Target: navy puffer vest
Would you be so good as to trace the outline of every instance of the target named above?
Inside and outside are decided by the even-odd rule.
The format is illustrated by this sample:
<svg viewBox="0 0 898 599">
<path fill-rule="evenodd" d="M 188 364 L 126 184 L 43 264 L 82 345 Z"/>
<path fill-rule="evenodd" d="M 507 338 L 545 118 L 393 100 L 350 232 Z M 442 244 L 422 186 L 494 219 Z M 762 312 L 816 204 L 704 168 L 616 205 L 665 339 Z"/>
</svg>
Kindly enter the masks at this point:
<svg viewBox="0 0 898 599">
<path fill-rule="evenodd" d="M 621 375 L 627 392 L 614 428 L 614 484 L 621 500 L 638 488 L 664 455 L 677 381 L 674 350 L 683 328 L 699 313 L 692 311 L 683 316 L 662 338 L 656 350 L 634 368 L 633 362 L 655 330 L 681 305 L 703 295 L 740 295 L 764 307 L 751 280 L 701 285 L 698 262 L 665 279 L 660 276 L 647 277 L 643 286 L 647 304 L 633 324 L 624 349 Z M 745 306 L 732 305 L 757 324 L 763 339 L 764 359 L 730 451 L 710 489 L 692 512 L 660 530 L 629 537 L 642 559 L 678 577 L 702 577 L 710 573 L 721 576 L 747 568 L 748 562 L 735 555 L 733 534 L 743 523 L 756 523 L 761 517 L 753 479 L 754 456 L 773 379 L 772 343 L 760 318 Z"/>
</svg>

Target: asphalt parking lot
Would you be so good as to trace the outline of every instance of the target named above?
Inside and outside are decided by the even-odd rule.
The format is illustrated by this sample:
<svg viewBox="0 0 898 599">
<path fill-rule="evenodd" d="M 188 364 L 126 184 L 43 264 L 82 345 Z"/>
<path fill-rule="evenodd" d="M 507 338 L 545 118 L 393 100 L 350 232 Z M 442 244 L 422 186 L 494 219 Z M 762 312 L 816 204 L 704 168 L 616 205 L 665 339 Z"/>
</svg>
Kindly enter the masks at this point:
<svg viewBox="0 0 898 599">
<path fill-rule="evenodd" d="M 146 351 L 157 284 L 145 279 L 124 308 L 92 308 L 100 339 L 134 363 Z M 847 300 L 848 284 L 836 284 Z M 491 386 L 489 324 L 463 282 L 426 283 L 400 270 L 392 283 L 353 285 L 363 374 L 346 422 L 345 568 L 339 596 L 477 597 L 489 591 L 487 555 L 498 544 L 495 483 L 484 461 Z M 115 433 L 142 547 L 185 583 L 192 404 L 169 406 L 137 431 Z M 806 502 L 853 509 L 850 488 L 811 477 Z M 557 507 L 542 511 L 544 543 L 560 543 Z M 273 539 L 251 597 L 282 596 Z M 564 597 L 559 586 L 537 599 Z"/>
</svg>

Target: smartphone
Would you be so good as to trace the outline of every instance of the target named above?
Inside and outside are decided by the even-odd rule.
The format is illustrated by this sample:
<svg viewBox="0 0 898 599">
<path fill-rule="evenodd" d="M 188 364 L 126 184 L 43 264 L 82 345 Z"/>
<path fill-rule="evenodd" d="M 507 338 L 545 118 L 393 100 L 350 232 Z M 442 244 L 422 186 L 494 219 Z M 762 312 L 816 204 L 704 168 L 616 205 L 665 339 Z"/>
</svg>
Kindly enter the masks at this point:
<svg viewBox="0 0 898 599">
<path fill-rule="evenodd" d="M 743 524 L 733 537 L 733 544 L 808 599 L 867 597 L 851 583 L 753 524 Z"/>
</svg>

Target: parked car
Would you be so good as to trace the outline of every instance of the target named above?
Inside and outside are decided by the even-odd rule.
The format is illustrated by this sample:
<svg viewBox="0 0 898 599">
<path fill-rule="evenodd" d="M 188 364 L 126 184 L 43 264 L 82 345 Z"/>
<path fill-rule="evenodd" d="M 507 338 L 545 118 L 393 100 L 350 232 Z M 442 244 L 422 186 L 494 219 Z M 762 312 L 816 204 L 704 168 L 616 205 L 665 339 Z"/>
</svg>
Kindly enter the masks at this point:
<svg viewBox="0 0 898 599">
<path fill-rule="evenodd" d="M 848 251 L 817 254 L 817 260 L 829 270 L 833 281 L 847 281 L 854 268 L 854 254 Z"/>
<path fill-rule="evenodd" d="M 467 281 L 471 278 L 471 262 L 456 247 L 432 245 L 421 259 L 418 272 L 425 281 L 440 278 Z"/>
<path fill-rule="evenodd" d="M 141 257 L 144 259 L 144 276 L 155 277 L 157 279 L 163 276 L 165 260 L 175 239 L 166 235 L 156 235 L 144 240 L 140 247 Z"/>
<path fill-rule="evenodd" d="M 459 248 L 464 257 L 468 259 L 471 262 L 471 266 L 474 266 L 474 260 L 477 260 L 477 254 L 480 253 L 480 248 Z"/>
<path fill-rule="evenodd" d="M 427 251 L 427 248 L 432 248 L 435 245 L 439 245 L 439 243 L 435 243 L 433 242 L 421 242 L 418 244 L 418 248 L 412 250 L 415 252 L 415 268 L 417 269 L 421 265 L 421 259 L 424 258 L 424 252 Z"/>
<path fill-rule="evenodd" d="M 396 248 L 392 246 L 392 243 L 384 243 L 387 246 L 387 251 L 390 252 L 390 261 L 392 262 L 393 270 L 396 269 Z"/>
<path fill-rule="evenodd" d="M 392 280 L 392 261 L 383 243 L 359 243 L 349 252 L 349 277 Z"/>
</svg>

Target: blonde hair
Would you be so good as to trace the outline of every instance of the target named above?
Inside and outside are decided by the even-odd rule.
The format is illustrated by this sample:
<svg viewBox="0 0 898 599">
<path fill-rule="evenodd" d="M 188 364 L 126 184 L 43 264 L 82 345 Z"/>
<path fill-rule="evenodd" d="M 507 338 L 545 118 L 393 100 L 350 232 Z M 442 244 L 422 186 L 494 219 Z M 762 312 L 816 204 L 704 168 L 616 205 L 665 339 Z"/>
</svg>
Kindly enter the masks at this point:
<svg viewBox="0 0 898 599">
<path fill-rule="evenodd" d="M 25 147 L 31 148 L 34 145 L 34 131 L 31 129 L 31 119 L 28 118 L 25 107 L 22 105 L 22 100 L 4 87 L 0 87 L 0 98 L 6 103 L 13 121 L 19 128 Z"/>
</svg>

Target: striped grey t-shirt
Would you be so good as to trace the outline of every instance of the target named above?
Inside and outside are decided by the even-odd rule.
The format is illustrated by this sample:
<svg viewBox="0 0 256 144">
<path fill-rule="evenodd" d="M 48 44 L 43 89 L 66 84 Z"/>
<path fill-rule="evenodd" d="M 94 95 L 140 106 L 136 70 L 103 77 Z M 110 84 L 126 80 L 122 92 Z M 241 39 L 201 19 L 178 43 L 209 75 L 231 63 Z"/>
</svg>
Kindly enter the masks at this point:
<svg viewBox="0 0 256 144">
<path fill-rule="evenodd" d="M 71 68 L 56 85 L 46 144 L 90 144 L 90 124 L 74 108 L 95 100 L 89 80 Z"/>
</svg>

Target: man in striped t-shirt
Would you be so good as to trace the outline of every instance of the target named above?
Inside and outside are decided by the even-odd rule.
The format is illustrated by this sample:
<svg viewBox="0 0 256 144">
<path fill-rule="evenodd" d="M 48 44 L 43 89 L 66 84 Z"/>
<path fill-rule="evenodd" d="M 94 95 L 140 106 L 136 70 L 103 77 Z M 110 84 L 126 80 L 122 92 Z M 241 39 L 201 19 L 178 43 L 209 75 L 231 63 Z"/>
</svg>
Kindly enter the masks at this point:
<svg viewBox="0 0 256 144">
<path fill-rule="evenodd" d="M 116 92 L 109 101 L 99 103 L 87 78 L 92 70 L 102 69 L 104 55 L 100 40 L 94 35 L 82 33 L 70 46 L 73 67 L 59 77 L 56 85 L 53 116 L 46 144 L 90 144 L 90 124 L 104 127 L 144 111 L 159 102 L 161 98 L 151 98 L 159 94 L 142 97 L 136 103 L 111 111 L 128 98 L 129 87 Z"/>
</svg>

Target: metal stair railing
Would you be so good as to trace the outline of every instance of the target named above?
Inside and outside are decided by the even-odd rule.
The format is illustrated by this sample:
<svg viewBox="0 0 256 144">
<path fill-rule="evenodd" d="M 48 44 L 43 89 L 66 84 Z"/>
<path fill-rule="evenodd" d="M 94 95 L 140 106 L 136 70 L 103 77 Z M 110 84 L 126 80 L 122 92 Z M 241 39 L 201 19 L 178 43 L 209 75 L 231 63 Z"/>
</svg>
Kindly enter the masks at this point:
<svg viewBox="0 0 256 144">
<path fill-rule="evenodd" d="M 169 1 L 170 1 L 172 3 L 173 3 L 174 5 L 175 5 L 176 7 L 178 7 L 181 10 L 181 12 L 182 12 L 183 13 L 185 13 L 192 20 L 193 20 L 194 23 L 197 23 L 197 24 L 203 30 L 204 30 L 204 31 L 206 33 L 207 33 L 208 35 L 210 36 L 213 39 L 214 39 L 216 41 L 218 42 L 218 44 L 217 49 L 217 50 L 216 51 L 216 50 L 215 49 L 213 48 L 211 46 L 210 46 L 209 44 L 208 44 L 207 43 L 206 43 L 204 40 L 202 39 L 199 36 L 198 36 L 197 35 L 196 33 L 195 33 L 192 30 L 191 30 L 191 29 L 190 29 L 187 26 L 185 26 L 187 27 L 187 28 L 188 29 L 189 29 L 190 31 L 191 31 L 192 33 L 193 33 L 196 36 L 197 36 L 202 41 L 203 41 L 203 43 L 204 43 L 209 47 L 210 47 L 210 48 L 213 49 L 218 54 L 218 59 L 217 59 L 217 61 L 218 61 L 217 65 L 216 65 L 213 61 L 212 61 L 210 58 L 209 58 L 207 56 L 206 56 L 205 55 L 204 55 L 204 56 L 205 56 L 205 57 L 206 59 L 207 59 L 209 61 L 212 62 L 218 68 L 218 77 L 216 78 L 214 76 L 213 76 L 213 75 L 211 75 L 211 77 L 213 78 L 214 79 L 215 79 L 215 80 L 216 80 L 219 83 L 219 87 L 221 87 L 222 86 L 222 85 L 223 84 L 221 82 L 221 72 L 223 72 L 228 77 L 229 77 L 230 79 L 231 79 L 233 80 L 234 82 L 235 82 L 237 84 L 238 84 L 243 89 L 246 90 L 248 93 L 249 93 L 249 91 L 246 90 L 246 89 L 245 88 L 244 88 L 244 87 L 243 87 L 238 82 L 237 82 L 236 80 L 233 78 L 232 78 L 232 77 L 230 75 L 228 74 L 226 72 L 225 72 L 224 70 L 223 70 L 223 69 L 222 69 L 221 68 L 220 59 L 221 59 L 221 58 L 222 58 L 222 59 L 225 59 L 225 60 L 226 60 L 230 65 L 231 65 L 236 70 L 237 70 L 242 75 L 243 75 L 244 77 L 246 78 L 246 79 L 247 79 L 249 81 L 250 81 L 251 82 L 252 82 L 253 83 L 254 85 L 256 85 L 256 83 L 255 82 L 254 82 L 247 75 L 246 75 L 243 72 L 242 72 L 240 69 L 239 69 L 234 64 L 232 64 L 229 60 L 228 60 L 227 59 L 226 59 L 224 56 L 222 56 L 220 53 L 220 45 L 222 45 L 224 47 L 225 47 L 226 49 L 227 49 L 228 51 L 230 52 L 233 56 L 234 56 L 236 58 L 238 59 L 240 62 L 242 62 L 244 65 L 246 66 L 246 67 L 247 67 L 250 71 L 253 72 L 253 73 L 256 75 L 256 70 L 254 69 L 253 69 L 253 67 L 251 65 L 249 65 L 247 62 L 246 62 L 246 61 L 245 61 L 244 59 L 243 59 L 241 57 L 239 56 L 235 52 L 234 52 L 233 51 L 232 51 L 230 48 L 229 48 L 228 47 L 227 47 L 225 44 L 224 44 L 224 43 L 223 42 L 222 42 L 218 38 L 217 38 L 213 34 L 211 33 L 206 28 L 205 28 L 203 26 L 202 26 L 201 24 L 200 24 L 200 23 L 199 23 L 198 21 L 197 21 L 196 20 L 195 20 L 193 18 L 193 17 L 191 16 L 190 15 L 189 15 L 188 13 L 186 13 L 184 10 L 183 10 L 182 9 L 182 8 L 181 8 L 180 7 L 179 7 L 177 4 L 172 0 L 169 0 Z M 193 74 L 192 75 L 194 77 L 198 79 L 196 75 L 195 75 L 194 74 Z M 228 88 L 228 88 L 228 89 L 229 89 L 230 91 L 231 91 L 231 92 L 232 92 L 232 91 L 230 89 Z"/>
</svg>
—————
◆ **WHAT IS BEING ASKED**:
Reproduce the lines starting at the one containing "Target: parked car" and ending at the one containing "848 251 L 817", switching "outline" to "boundary" and leaving everything else unchanged.

◆ **FULL SOLUTION**:
Target: parked car
Would you be so good as to trace the boundary of every instance of the target named above?
Inside and outside are decided by the even-odd rule.
The format is illustrated by this sample:
<svg viewBox="0 0 898 599">
<path fill-rule="evenodd" d="M 188 364 L 126 184 L 43 264 L 82 345 Z"/>
<path fill-rule="evenodd" d="M 507 338 L 545 118 L 393 100 L 350 232 Z M 442 244 L 422 186 L 494 219 Z M 762 312 L 816 204 L 704 168 L 616 205 L 665 339 Z"/>
</svg>
Kindly enter the masks at this point:
<svg viewBox="0 0 898 599">
<path fill-rule="evenodd" d="M 848 251 L 817 254 L 817 260 L 829 270 L 833 281 L 847 281 L 854 268 L 854 254 Z"/>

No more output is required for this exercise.